— TASK TO CARRY OUT —
Extract the full listing verbatim and drop any pictures from your copy.

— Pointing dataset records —
>>
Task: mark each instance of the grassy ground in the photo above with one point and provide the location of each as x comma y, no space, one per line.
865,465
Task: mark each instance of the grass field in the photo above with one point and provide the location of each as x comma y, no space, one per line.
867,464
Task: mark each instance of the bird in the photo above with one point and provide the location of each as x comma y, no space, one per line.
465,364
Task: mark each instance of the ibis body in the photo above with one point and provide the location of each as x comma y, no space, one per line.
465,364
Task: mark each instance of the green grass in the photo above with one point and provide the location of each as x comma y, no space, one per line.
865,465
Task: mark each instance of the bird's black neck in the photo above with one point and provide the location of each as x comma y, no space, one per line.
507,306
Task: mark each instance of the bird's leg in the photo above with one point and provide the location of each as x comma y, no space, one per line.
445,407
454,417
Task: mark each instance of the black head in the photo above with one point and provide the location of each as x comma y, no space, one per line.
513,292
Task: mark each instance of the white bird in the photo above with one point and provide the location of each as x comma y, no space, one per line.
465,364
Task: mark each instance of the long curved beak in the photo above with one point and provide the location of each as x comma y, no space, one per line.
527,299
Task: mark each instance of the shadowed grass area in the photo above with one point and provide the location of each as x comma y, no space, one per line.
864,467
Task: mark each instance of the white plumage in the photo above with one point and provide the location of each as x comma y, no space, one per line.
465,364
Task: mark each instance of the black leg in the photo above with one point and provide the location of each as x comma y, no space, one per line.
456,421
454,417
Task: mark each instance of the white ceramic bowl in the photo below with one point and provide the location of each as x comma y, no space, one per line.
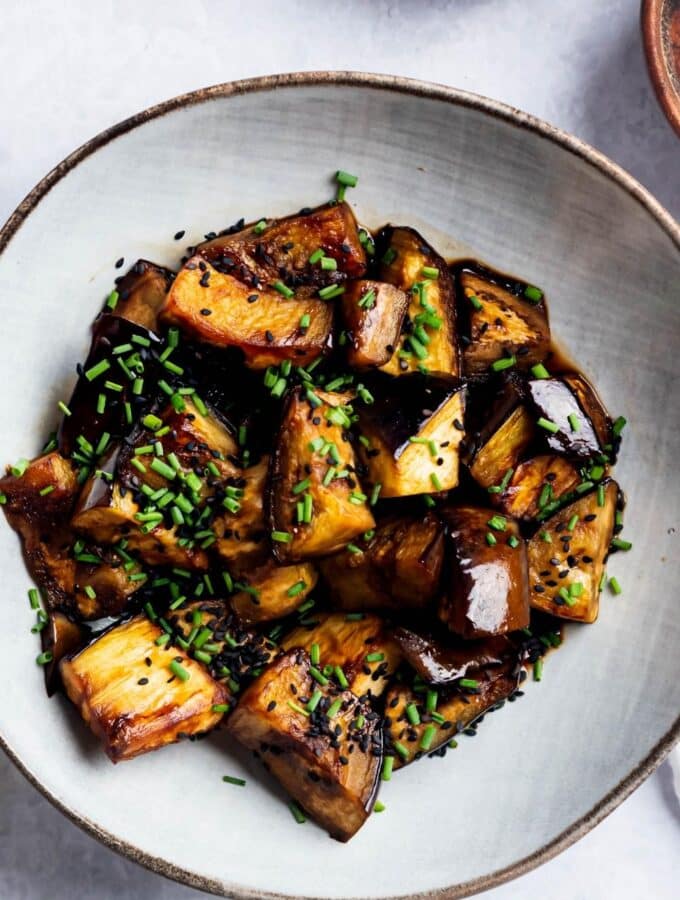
471,174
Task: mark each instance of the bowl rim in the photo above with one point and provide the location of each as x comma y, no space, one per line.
413,87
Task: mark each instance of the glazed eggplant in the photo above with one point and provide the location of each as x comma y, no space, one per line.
141,293
413,428
316,503
428,336
280,249
398,568
373,314
327,758
568,553
486,587
502,320
137,696
444,659
363,650
217,309
535,483
272,591
103,367
565,424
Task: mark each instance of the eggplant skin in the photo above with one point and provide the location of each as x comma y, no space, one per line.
459,709
329,766
372,327
414,428
399,568
486,587
218,309
134,707
338,513
404,254
141,293
501,322
282,250
346,644
264,594
573,557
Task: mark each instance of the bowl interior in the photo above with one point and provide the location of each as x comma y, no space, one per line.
474,182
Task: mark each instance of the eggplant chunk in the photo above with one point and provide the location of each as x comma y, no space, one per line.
329,764
535,482
567,556
486,589
218,309
134,707
555,402
141,293
429,330
443,659
222,636
414,429
282,249
363,650
316,504
271,591
399,568
85,421
458,710
501,321
373,313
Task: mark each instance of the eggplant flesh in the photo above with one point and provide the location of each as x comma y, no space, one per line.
486,587
568,553
133,706
330,766
399,568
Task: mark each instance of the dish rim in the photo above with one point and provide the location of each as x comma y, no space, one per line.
456,97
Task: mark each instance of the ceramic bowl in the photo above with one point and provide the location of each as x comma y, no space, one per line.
476,177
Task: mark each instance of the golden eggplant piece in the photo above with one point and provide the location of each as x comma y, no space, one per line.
568,553
486,590
373,313
499,319
231,651
534,483
414,428
568,428
220,310
429,332
281,250
316,504
271,591
141,293
456,710
399,568
328,759
137,696
443,659
363,650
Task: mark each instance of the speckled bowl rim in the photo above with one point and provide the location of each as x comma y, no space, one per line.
393,84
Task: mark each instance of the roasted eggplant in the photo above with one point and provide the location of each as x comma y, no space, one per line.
428,338
316,503
486,589
358,654
501,319
137,696
398,568
327,758
372,314
411,435
568,553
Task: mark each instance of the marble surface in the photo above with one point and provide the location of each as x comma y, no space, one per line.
74,68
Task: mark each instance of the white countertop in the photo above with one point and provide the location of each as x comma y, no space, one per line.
73,68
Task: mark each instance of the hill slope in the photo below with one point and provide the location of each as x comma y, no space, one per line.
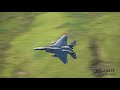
97,36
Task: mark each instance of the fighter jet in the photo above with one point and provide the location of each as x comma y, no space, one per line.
60,49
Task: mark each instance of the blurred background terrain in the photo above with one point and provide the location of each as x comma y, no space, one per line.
97,35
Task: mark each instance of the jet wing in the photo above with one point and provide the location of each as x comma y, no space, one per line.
62,41
61,55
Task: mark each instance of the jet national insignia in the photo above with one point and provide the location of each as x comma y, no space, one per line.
60,49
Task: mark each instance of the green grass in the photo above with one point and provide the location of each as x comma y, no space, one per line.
20,36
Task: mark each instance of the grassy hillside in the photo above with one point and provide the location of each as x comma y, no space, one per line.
97,36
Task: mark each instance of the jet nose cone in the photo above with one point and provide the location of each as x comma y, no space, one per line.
35,49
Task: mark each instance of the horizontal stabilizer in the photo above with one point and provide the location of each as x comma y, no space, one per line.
72,44
73,55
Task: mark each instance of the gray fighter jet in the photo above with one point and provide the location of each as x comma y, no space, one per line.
60,49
<<
— WRITTEN RESPONSE —
Task: mark each instance of the grassy ground in the photo above with one point and provide the location of each as x comma y, no space, one per line.
865,465
Task: mark each instance of the grass field in the photo above with one point and provide the location of each as x comma y, no space, one per line.
867,464
Task: mark each instance of the bird in the photo above with one point and provide the location of each as x comma y, no space, one per line.
465,364
Task: mark each instance of the ibis body in the photo above with one point and provide the location of each as x comma y, no space, one per line.
465,364
Task: mark each instance of the green grass in the photo above with one point and provide the location of each as x comma y, no space, one per line.
865,465
Task: mark each instance of the bird's black neck in the photo above with one point and provide the location of each as x comma y, no space, one per line.
507,306
Task: mark each instance of the bird's leg in the photo above with one point and provide the location of each as x comma y, no space, one per line.
445,407
454,417
Task: mark each instance of the black head in the photo above with one point and provide the location of each as x comma y, no space, one per line.
513,292
Task: mark each instance of the white bird in the photo above with one point and provide the location of each as x comma y, no space, one per line.
465,364
Task: mark each instance of the long curved beak in the photo above with one point and provide the location of each as x comma y, no space, one per line.
527,299
Task: mark each instance of the shadowed grass area in the photo above with one point and provide the location of each as x comma y, no space, one per line.
864,467
Task: mark each instance of the white plumage in the photo above with one point and provide the location of each as x comma y, no space, one per line.
465,364
Task: mark each instance of the black leg in the photo above with one point and provide the location of each as x comma y, no space, one per line.
456,421
454,417
Task: mark each instance of the white ceramic bowl in the photo below with one point and provide the location of each as x comma y, no space, one per line.
471,174
Task: mark each instance of the bowl rim in the photo above with one point and provide the location of each as x comma y, no space, one per line.
413,87
Task: mark each instance of the glazed eggplant in the photo above with one point and provide the location of each as x comma y, no space, one per line.
141,293
413,428
316,503
428,336
280,249
398,568
373,314
327,758
568,553
486,587
502,320
137,696
444,659
363,650
217,309
535,483
272,591
103,367
565,424
Task: mark each instance of the eggplant skin in the photo above with one point and provide the location of each as x comma y, no space, one per line.
459,709
329,766
372,327
414,428
399,568
486,587
218,309
134,707
338,513
404,254
141,293
501,322
282,250
346,644
264,594
573,557
Task: mark each instance of the bowl interior in the photo above with one point and provide the location of each as x comma y, no space, one per line.
474,182
Task: mark each instance of the eggplant chunk in the photo above with one point and provide the location of each as x comma y, no space, one per line.
329,764
535,482
567,556
486,589
218,309
134,707
555,402
141,293
429,330
443,659
222,636
414,429
282,249
363,650
316,504
271,591
399,568
85,421
458,710
501,321
373,313
Task: mark each instance of the eggplant flesh in the photo above with one point and provide the location of each as x comma y, no space, one per line.
486,587
568,553
133,706
330,766
399,568
Task: mark each instance of the dish rim in the photo above with one point and provide the location of each as x comma y, no space, one per line.
456,97
Task: mark each instance of the ceramic bowl in the photo above with one point and provide the location of each as x comma y, no space, one per line.
476,177
Task: mark each instance of the golden eggplant piece in the photo above with one point and provide the location of each as x comma y, no space, one per line.
568,553
486,590
373,313
499,319
231,651
534,483
414,428
568,428
220,310
429,332
281,250
316,504
271,591
141,293
456,710
399,568
328,759
137,696
443,659
363,650
Task: mark each instance of the speckled bowl rim in the photo above with one point and provide the location of each as x comma y, no space, one per line.
393,84
Task: mark each instance of the roasted eggplant in the photo above with one point and provide the location of each as x comma y, no space, one per line.
428,338
316,503
486,589
358,654
501,319
137,696
398,568
327,758
372,314
411,435
568,553
Task: mark each instance of the marble surface in the photo above with one point and provide the location of each as x comma y, no space, one per line.
74,68
Task: mark each instance of the white countertop in the photo above with one point and provide the location of each as x comma y, no space, one per line.
73,68
Task: mark each instance of the hill slope in the photo below with one point and provide the location of each as x comma y, no space, one per line.
97,36
Task: mark each instance of the fighter jet in the photo above with one point and provide the location of each as x comma y, no space, one per line.
60,49
Task: mark each instance of the blurred background terrain in the photo above with one point and provide the location of each as x comma y, no space, one per line.
97,35
Task: mark each instance of the jet wing in the photo above with one point and provide the location of each as x comma y, no space, one per line.
62,41
61,55
Task: mark each instance of the jet national insignia in the photo above with one point and provide the location of each as x comma y, no space, one per line.
60,49
Task: mark each instance of the green grass in the photo above with one point and provide the location of each as x comma y, no space, one per line.
20,36
Task: mark each instance of the grassy hillside in the photo above with one point and provide the location of each as x comma y, no space, one per line.
97,36
Task: mark each instance of the jet nose cone in the photo above with one point and provide the location of each as x comma y, no space, one per line.
35,49
Task: mark each instance of the horizontal stabilizer in the photo above with one point and provide the location of each as x comma y, no space, one per line.
72,44
73,55
Task: mark each instance of the gray fighter jet in the photo above with one point and provide the location of each as x comma y, no space, one per line.
60,49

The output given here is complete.